■ Entries from a dataset
==================================================

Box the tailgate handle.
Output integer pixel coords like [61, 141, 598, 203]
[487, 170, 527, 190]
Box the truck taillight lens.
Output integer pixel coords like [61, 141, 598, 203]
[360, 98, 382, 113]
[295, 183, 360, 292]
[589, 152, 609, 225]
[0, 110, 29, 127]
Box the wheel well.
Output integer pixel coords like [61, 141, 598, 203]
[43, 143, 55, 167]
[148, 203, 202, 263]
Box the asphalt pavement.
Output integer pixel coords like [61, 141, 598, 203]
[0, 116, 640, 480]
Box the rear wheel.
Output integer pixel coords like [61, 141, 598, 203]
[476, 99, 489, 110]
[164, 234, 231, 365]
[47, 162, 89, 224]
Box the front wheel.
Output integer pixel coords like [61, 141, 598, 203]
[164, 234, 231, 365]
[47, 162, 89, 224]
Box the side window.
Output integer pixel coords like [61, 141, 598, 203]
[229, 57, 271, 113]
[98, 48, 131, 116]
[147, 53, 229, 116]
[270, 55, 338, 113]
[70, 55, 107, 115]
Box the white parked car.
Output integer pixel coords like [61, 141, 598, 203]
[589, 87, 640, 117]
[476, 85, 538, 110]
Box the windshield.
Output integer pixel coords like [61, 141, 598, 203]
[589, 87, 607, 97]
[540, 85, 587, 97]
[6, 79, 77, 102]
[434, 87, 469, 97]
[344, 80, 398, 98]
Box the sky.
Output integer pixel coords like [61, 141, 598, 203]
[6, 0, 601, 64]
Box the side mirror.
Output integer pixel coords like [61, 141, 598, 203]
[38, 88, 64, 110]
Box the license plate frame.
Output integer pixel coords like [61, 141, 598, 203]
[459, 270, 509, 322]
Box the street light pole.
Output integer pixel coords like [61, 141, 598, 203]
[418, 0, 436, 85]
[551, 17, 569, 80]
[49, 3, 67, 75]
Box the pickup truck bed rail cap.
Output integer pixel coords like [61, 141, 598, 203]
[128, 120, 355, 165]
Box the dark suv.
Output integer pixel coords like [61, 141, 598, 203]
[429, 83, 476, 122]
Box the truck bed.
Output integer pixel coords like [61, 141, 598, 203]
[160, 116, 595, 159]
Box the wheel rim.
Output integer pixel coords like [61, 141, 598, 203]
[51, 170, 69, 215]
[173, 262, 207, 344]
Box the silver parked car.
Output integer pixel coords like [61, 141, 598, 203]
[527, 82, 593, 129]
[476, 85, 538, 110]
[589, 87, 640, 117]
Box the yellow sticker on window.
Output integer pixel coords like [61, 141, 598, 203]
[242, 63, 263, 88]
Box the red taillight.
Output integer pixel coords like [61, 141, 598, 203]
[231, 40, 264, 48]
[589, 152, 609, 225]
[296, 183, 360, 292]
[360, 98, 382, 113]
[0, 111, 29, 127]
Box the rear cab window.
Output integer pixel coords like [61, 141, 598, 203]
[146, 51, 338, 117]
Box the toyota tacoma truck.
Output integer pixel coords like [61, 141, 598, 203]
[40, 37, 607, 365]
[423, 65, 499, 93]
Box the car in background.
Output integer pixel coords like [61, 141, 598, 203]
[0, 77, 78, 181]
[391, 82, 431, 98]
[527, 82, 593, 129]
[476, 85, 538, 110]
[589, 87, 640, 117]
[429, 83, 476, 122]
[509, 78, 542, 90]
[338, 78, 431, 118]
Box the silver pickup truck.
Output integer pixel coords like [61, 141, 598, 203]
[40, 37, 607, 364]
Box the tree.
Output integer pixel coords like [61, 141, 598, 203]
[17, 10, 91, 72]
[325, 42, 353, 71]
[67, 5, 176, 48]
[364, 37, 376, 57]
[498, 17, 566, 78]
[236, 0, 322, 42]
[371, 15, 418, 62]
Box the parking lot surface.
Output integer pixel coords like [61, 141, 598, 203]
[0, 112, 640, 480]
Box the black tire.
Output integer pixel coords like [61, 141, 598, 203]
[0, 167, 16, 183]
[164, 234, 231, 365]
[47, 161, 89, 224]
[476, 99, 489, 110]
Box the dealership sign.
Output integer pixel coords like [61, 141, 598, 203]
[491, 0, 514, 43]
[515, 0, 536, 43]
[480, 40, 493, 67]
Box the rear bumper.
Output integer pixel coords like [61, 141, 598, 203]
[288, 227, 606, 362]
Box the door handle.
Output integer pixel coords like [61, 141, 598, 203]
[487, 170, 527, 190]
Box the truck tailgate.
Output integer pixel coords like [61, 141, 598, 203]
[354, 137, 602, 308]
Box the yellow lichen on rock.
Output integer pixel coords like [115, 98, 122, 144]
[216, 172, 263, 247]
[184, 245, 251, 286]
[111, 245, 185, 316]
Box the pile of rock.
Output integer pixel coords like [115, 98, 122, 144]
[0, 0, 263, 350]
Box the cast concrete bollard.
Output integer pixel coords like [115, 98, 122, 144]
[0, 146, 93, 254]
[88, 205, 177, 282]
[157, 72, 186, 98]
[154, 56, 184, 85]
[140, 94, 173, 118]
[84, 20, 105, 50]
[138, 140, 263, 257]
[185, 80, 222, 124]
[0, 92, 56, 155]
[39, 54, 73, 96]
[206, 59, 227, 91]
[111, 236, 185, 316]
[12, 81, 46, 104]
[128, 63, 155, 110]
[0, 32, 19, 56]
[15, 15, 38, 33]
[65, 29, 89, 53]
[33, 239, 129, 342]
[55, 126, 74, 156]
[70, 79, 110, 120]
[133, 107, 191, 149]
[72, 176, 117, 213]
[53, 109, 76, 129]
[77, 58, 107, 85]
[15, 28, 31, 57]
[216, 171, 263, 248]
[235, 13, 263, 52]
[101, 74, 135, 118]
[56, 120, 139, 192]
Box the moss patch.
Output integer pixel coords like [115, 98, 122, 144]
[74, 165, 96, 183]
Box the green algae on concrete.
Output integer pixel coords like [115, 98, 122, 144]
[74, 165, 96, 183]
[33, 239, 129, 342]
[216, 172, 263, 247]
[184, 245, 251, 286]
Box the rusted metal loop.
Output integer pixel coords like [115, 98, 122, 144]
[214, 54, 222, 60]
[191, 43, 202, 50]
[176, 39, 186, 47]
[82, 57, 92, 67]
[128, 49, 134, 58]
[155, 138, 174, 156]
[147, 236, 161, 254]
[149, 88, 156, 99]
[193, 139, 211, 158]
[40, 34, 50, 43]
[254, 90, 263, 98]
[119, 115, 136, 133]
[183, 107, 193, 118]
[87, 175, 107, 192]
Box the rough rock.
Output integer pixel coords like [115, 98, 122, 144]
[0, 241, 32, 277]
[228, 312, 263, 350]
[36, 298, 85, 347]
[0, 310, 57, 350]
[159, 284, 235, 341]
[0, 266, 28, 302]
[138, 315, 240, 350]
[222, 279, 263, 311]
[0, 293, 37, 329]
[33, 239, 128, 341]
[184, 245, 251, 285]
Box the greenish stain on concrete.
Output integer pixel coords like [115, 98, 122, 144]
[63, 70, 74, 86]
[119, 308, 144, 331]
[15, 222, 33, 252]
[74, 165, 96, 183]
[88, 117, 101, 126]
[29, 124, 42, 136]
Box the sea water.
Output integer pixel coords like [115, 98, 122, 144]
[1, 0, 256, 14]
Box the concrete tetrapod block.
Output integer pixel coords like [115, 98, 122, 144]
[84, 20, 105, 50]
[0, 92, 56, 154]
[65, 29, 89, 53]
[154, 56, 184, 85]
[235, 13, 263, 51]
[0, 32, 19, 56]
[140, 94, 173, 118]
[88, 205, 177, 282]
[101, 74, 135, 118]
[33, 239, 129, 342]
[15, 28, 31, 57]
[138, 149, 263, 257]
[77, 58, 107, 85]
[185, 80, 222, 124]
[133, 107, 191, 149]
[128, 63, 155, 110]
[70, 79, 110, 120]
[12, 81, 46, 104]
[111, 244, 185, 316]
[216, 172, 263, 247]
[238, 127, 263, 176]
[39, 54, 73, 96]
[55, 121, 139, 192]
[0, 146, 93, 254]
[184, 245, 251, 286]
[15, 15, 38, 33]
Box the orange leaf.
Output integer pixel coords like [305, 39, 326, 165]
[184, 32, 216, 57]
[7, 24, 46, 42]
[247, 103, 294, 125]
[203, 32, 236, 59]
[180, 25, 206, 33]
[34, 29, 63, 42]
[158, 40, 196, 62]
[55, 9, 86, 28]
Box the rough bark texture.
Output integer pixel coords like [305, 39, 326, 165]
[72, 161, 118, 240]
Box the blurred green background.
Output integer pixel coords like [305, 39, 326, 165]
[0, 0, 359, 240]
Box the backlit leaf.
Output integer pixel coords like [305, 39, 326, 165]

==================================================

■ Written exercise
Give the lines of the listing from the one holding "Box the blurred green background." through the end, inclusive, as a Markdown table with the columns Row and Line. Number each row and leave out blank lines.

■ Final answer
| Row | Line |
|---|---|
| 1 | Box the blurred green background. |
| 2 | Output integer pixel coords like [305, 39, 326, 165] |
| 3 | [0, 0, 359, 240] |
| 4 | Box the backlit leaf. |
| 5 | Output integer pixel coords like [305, 39, 326, 165] |